What this task involves »
Output as a JSON list of strings, one string per line, the lines from the one containing "Outline every instance of the white" through the end of the rows below, including both ends and omitting blank lines.

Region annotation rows
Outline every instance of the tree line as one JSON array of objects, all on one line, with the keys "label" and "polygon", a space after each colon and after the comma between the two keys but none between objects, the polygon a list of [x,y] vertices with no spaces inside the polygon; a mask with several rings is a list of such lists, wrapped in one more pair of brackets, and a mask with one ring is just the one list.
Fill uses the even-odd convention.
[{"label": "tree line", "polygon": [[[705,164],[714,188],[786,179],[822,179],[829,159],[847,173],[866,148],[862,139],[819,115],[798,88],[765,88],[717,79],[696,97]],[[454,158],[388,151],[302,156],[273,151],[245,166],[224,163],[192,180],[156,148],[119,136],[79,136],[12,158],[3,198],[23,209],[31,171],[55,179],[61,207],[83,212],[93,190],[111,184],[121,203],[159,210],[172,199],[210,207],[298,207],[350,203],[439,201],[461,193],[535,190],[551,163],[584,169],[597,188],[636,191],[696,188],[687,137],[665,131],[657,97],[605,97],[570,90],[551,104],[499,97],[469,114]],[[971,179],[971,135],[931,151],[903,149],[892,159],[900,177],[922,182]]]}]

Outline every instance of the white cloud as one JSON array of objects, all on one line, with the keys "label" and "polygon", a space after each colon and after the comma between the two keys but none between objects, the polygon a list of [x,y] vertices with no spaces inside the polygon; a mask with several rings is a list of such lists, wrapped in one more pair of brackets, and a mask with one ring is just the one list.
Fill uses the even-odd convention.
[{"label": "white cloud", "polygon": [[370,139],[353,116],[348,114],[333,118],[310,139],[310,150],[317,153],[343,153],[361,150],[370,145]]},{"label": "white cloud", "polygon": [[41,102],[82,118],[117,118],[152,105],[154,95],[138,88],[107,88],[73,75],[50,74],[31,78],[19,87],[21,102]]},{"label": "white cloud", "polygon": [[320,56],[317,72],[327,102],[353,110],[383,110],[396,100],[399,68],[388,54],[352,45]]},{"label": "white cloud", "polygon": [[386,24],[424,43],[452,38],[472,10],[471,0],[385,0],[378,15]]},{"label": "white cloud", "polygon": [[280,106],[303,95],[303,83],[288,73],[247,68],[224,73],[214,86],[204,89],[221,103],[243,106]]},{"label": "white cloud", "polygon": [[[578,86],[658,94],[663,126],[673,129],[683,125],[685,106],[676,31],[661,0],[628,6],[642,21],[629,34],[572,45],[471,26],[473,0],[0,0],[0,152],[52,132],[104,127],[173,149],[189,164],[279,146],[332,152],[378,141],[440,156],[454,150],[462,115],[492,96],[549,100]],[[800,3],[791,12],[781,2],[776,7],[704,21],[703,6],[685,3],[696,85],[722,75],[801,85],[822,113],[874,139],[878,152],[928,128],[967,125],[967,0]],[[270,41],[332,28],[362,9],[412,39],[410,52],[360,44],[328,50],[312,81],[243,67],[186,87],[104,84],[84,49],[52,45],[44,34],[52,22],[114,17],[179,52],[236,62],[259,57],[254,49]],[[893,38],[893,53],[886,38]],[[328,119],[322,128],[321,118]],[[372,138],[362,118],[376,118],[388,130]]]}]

Result of the task »
[
  "Outline every instance of the white cloud as one JSON array of objects, all on one line, with the keys \"label\" and \"polygon\", a space after each colon and after the comma between the two keys but none between objects, the polygon a list of [x,y] vertices with no spaces inside the polygon; a mask with several rings is a list of such lists, wrapped in one more pair of brackets, and a mask with one ring is just the one list.",
  "Fill uses the even-odd convention.",
  "[{\"label\": \"white cloud\", \"polygon\": [[370,139],[353,116],[348,114],[333,118],[310,139],[310,150],[317,153],[343,153],[361,150],[370,145]]},{\"label\": \"white cloud\", \"polygon\": [[41,102],[82,118],[117,118],[152,105],[154,95],[138,88],[107,88],[73,75],[50,74],[31,78],[19,87],[21,102]]},{\"label\": \"white cloud\", \"polygon\": [[320,56],[317,72],[327,102],[353,110],[383,110],[396,100],[399,68],[388,54],[352,45]]},{\"label\": \"white cloud\", \"polygon\": [[386,24],[424,43],[452,38],[472,10],[471,0],[385,0],[378,15]]},{\"label\": \"white cloud\", \"polygon\": [[280,106],[303,95],[303,83],[288,73],[247,68],[224,73],[214,86],[204,89],[221,103],[243,106]]},{\"label\": \"white cloud\", \"polygon\": [[[578,86],[658,94],[663,126],[673,129],[683,125],[685,106],[676,31],[661,0],[628,6],[642,21],[629,34],[572,45],[471,26],[473,0],[0,0],[0,152],[52,132],[104,127],[173,149],[189,164],[279,146],[332,152],[378,141],[440,156],[454,150],[462,115],[492,96],[549,100]],[[800,3],[791,12],[781,2],[776,7],[704,21],[703,6],[685,3],[696,85],[722,75],[801,85],[822,113],[874,139],[878,152],[928,128],[967,125],[967,0]],[[270,41],[332,28],[362,9],[412,39],[410,52],[360,44],[328,50],[312,81],[243,67],[186,87],[104,84],[84,49],[52,45],[44,34],[52,22],[114,17],[179,52],[236,62],[259,57],[254,49]],[[893,38],[893,53],[886,38]],[[328,119],[322,128],[321,118]],[[372,138],[362,118],[376,118],[388,130]]]}]"
]